** Exercise goal **
Put every line of the records below into a numbered list, leaving out any blank lines.

(Entries from a dataset)
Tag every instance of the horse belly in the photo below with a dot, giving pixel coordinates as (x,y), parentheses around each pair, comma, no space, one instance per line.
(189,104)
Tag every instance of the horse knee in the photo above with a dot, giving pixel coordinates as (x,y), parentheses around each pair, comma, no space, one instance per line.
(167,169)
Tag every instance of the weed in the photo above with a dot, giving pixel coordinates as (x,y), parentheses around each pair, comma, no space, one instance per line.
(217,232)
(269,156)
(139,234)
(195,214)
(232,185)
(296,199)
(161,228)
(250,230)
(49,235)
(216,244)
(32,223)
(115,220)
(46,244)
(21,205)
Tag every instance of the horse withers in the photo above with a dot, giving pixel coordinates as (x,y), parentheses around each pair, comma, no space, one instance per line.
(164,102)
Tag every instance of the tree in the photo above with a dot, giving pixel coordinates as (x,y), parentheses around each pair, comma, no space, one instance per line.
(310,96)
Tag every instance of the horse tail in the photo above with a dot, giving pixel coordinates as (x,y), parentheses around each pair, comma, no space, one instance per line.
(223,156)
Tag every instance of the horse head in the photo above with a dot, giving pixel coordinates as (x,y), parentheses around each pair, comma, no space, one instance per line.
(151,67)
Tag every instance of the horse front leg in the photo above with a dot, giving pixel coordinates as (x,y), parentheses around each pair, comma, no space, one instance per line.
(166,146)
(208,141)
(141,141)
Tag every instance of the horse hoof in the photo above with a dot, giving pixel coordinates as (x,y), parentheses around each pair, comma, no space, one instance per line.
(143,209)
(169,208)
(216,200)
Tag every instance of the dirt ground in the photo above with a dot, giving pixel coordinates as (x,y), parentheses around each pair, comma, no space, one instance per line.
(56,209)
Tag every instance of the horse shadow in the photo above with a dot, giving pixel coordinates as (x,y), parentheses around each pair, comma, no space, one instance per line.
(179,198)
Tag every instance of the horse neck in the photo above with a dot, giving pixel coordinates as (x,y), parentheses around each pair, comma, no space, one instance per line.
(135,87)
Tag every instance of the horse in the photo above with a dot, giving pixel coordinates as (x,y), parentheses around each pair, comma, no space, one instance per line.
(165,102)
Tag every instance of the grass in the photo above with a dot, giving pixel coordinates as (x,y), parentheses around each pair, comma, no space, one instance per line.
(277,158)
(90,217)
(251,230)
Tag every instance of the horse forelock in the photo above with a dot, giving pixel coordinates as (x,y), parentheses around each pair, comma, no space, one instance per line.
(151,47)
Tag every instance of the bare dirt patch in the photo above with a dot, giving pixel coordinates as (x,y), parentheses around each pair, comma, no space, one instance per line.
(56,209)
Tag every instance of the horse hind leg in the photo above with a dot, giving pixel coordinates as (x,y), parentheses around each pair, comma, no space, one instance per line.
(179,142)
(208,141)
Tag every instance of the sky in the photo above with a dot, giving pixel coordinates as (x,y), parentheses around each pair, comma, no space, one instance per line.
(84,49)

** Response to the task **
1. Tag every instance of the horse belly in the photo below with a dot, giving pixel coordinates as (x,y), parentheses around each pair, comma, no space, one instance per line.
2. (189,104)
3. Tag every instance of the horse knee in the photo above with a dot, giving pixel coordinates as (x,y), parentheses around each pair, comma, no space, one instance per line.
4. (167,169)
5. Tag every instance of the weed in the photo above with a dot, giving pixel coordinates as (x,y), parentheses around each pair, comma, no space, one instance per line.
6. (217,232)
7. (269,156)
8. (139,234)
9. (195,214)
10. (232,185)
11. (296,199)
12. (161,228)
13. (250,230)
14. (49,235)
15. (216,244)
16. (32,223)
17. (115,220)
18. (46,244)
19. (21,205)
20. Tag every instance of the horse withers in the photo above with a dot, giving pixel coordinates as (x,y), parentheses around each pair, comma, no space, one instance per line.
21. (164,102)
22. Tag every instance of the tree in the photo above with a dot, giving pixel coordinates as (x,y), parentheses around each pair, comma, no space, one instance per line.
23. (310,96)
24. Tag every instance of the horse tail in the photo above with a dot, giving pixel coordinates as (x,y), parentheses around each pair, comma, no space, one instance per line.
25. (223,156)
26. Tag every instance of the horse head in the photo above with a dot, giving pixel coordinates as (x,y), parentheses around each pair, comma, no space, one instance per line.
27. (151,67)
28. Tag every instance of the horse front leg in the photo above with a dot, giving pixel coordinates as (x,y), parentheses around each pair, comma, no space, one instance per line.
29. (166,146)
30. (208,141)
31. (141,141)
32. Tag every instance of the horse hoof in the photo above with a dot, giving pixel coordinates as (x,y), parentheses around each pair, comma, no space, one instance per line.
33. (143,209)
34. (169,208)
35. (216,200)
36. Tag every instance of the dirt ground in the photo above with a dot, giving pixel coordinates as (x,y), parentheses around each pair, comma, no space, one instance per line.
37. (56,209)
38. Tag every instance of the horse shadow in the photo above with a dot, giving pixel coordinates as (x,y), parentheses around each pair, comma, no space, one instance per line.
39. (179,198)
40. Tag every instance of the horse neck in the photo above with a dot, giving pixel coordinates as (x,y), parentheses around each pair, comma, no space, one instance per line.
41. (135,87)
42. Tag every instance of the horse in the photo above with a dot, giving pixel coordinates as (x,y), parentheses around each pair, comma, no space, one instance per line.
43. (165,102)
44. Tag every instance of the grass in the photo above with a dot, giving pixel coordinates as (x,y), parentheses around each pair, comma, no space, one instance per line.
45. (277,158)
46. (90,217)
47. (251,230)
48. Tag every instance of the horse forelock in the photo above with a dot, giving pixel coordinates as (x,y), parentheses around each pair, comma, no space, one instance per line.
49. (151,47)
50. Tag every instance of the bare dirt patch in the photo above with a dot, giving pixel coordinates as (x,y), parentheses around each pair, comma, no space, one instance per line.
51. (56,209)
52. Tag every instance of the horse hind leg in the photo above with a dot, giving pixel coordinates as (x,y), parentheses around each pair, comma, no space, one instance per line.
53. (179,142)
54. (208,141)
55. Tag every instance of the sky in the photo above with a dot, giving pixel coordinates as (x,y), parentheses around each pair, comma, no space, one instance per line.
56. (84,49)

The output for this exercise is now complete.